Data for processing
++++++
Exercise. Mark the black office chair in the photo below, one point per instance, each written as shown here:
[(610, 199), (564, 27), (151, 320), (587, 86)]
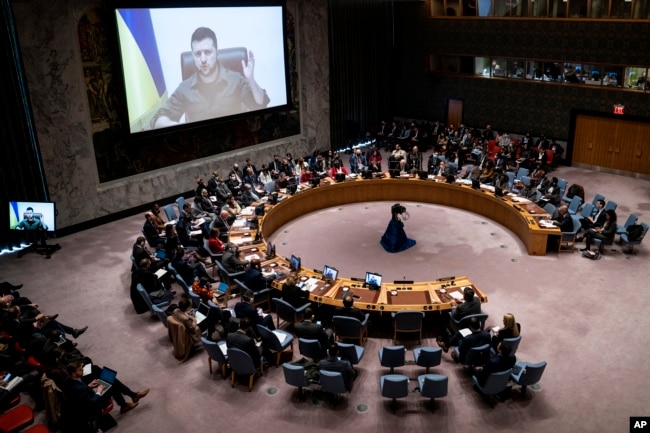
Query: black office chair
[(229, 57)]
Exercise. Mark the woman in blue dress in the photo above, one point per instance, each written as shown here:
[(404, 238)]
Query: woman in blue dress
[(394, 239)]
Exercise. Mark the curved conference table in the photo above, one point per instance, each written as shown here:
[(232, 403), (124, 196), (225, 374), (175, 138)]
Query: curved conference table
[(521, 218)]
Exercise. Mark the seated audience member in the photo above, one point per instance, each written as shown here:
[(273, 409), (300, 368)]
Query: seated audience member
[(244, 308), (502, 361), (593, 221), (606, 233), (153, 285), (281, 182), (151, 232), (203, 288), (563, 220), (337, 168), (254, 279), (374, 161), (333, 363), (214, 243), (184, 314), (232, 260), (475, 339), (510, 329), (551, 193), (233, 208), (242, 339), (140, 251), (156, 219), (310, 329), (189, 266), (248, 197), (348, 309), (86, 398), (293, 294)]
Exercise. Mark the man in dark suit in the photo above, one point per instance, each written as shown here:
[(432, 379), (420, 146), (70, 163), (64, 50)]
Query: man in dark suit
[(348, 309), (332, 363), (502, 361), (241, 339), (475, 339), (254, 279), (309, 329)]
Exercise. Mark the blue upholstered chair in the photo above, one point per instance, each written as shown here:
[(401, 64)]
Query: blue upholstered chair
[(277, 341), (310, 348), (525, 374), (392, 356), (351, 352), (351, 328), (216, 351), (394, 386), (407, 321), (332, 382), (294, 375), (427, 357), (495, 384), (241, 364), (433, 386)]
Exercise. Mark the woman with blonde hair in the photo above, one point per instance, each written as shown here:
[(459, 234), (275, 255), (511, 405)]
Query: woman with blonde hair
[(510, 329)]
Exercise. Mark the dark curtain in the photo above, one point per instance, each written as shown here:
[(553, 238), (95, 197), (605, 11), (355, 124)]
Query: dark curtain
[(21, 173), (361, 61)]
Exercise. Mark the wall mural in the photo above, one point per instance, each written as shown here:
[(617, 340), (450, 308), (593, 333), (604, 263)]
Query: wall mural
[(119, 155)]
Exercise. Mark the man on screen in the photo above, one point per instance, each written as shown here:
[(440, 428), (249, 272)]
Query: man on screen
[(212, 91), (31, 222)]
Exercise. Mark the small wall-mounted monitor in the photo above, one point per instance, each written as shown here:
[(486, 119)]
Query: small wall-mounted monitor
[(32, 216), (294, 263), (373, 280), (330, 273)]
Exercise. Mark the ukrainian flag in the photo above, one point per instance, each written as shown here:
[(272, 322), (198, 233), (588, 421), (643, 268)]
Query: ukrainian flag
[(143, 76)]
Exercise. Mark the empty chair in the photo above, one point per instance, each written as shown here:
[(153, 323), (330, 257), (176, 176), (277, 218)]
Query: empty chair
[(568, 239), (241, 364), (631, 219), (525, 373), (625, 240), (170, 212), (351, 352), (287, 312), (495, 384), (464, 322), (392, 356), (310, 348), (394, 386), (427, 357), (433, 386), (574, 205), (295, 375), (351, 328), (407, 321), (216, 351), (332, 382), (277, 341), (611, 205)]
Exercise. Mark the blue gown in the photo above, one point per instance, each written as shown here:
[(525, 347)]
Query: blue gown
[(394, 239)]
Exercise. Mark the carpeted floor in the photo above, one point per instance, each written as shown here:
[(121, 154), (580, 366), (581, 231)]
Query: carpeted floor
[(585, 318)]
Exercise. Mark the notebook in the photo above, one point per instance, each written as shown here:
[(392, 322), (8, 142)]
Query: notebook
[(106, 378), (201, 313)]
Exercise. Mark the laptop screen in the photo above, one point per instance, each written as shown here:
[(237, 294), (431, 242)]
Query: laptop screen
[(294, 263), (108, 375), (330, 273), (373, 279)]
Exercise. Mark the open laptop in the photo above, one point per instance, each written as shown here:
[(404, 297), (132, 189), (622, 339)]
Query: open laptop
[(201, 313), (106, 378)]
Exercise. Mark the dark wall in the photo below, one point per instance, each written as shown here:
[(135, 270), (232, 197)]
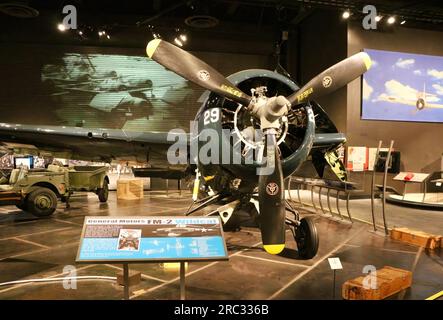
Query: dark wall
[(322, 43), (28, 45), (420, 144)]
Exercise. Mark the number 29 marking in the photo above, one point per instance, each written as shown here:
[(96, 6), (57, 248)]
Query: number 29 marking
[(211, 116)]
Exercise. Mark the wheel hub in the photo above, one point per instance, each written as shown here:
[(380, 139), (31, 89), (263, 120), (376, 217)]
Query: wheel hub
[(43, 202)]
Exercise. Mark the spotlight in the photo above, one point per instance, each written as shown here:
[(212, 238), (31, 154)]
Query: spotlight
[(178, 42), (61, 27), (346, 14)]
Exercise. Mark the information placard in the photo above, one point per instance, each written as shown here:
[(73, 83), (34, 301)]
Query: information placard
[(145, 239)]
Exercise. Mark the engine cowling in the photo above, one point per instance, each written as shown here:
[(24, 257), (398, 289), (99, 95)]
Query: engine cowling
[(231, 121)]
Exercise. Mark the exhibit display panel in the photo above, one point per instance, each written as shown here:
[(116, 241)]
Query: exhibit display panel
[(403, 87), (142, 239)]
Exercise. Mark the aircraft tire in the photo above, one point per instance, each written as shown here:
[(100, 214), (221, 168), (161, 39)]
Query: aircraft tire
[(307, 238)]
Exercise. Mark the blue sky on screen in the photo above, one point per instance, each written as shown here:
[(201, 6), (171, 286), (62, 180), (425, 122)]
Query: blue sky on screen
[(396, 81)]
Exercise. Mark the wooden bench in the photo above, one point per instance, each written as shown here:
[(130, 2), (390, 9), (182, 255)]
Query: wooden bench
[(386, 282), (417, 238)]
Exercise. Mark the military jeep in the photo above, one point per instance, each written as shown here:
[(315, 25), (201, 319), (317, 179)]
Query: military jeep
[(37, 190)]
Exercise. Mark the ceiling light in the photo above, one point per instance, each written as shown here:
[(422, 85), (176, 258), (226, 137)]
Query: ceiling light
[(178, 42), (61, 27), (391, 20)]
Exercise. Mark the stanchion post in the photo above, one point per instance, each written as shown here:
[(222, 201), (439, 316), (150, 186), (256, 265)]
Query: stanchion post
[(377, 155), (385, 181), (182, 281), (126, 281)]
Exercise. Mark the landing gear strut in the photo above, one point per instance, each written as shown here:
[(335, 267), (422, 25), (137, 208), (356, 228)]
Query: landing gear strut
[(304, 232)]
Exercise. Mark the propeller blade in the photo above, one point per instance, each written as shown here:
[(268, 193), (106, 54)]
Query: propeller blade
[(271, 199), (193, 69), (333, 78)]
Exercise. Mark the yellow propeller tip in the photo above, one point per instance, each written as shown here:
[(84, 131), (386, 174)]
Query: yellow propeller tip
[(274, 248), (152, 46), (367, 60)]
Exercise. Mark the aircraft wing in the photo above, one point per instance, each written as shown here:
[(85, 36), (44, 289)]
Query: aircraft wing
[(86, 143)]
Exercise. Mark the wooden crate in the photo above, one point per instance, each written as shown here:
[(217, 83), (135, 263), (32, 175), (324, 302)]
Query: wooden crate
[(417, 238), (388, 281), (130, 189)]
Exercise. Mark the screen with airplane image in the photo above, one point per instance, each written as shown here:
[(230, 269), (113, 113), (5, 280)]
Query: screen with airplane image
[(403, 87), (102, 87)]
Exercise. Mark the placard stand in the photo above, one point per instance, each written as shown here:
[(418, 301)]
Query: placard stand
[(182, 281), (149, 239)]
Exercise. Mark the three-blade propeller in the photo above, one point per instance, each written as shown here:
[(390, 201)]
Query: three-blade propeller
[(270, 184)]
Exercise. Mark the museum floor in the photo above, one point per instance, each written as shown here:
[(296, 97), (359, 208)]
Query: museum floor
[(33, 248)]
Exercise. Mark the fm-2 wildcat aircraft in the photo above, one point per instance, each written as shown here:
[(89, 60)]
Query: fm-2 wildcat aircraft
[(292, 125)]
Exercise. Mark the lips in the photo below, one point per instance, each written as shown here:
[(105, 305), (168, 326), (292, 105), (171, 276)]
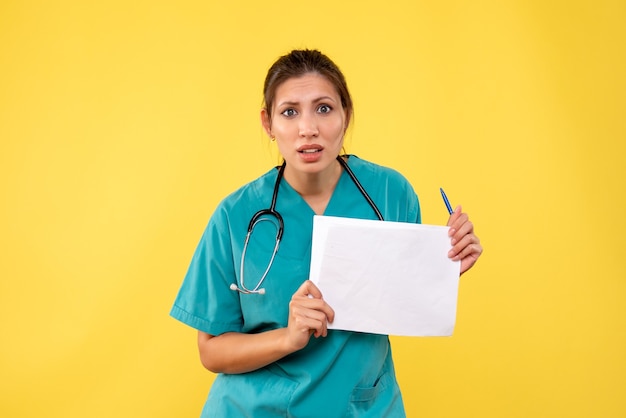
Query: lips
[(309, 149)]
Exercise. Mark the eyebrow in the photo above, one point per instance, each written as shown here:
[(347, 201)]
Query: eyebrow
[(317, 100)]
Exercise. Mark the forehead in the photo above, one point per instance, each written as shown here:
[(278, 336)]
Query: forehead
[(307, 87)]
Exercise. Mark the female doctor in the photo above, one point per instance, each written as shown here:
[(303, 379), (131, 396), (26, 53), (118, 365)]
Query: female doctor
[(262, 326)]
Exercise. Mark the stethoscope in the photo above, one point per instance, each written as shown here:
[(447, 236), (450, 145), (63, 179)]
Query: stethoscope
[(271, 212)]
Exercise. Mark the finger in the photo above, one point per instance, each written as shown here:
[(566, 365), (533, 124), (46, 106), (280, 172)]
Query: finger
[(313, 304), (463, 230), (454, 216), (461, 245), (311, 321), (308, 288)]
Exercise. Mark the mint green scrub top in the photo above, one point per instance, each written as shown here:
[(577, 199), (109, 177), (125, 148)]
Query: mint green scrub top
[(346, 374)]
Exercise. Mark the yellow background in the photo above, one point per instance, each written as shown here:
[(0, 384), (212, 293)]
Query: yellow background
[(122, 124)]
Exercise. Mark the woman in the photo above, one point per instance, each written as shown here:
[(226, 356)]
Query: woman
[(271, 349)]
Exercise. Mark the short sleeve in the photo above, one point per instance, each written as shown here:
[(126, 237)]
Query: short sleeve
[(205, 301)]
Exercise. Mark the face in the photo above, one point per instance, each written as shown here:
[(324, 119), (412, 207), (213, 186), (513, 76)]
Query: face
[(308, 123)]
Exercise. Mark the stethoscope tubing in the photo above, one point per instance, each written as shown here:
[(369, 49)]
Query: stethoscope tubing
[(271, 211)]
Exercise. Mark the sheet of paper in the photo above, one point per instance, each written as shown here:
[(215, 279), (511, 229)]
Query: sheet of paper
[(385, 277)]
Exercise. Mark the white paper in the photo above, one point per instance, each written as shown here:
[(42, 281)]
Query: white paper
[(389, 278)]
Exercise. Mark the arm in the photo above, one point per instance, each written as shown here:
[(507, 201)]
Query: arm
[(465, 244), (234, 352)]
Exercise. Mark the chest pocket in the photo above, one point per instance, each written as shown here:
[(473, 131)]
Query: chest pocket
[(382, 399)]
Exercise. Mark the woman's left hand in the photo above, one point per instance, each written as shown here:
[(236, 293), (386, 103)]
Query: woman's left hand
[(465, 244)]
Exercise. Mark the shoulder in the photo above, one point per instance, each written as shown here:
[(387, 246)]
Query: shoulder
[(249, 193), (370, 171)]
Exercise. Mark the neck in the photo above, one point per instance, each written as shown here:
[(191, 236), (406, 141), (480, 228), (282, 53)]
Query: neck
[(315, 188)]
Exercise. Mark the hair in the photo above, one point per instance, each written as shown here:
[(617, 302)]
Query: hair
[(298, 63)]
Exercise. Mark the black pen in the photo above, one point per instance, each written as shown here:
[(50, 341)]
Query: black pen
[(446, 201)]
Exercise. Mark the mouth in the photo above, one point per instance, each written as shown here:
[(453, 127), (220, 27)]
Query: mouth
[(309, 149)]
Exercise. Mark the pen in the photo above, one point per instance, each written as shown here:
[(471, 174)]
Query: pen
[(446, 201)]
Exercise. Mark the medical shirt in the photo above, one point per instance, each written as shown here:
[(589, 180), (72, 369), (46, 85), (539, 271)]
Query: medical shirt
[(344, 374)]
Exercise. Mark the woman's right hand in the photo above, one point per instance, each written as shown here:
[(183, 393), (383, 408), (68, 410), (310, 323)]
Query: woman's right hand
[(309, 315)]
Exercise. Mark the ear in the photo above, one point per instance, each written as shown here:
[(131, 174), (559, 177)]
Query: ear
[(348, 115), (265, 121)]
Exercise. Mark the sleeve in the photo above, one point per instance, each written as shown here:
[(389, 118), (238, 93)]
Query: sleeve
[(205, 301)]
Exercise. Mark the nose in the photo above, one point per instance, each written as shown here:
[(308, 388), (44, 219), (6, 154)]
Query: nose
[(308, 126)]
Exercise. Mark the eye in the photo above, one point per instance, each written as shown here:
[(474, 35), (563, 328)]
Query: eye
[(289, 112), (324, 109)]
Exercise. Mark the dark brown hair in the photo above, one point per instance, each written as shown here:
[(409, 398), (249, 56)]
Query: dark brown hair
[(298, 63)]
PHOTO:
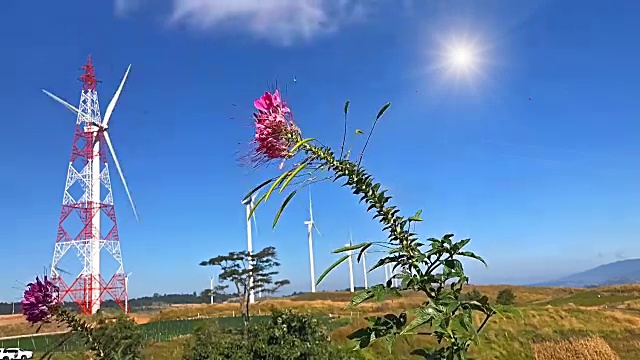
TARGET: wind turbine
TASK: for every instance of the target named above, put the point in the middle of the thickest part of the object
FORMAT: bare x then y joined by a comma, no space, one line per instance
350,262
310,225
249,204
211,290
102,128
364,269
126,289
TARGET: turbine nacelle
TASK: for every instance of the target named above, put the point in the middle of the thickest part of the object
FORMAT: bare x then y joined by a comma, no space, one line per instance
93,126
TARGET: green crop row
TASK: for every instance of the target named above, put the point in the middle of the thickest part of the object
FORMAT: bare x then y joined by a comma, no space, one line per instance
155,331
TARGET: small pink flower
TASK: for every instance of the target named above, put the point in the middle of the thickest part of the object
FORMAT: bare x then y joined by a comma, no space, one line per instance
40,299
273,138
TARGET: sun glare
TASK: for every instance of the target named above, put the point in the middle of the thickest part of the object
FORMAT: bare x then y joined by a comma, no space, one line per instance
461,57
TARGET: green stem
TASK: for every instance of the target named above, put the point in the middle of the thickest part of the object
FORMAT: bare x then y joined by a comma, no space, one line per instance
361,183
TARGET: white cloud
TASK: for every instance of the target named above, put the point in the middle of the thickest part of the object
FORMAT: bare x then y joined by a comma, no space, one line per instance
126,6
281,21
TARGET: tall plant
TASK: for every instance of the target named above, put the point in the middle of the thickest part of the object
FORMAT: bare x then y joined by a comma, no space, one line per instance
113,340
432,267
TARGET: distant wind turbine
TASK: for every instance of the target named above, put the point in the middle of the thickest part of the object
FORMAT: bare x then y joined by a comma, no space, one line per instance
126,290
211,290
364,269
310,226
249,205
350,262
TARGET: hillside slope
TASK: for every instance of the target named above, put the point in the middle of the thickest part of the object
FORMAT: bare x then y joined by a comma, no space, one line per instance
616,273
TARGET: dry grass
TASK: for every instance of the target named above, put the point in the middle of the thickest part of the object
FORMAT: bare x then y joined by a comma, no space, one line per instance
551,316
593,348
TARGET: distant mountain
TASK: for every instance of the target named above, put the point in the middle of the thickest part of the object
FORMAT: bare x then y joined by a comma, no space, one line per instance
616,273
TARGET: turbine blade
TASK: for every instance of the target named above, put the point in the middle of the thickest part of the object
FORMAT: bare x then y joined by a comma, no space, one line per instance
318,230
112,104
124,182
255,222
310,206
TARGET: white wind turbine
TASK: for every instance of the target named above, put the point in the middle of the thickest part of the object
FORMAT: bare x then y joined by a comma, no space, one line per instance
350,263
100,127
249,205
211,290
126,289
310,225
103,128
364,269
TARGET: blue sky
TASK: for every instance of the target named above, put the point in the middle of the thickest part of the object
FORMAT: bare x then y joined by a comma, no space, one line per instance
++++++
Exercise directions
If a line in the data contains the string "below", copy it.

Answer to this problem
Exercise. Mark the black office chair in the photo below, one point per instance, each written as shown here:
Exercise. Mark the dark wall in the photo below, one point per instance, each written as shown here:
Exercise. Mark the lips in the photo below, one point per instance, each written as shown here:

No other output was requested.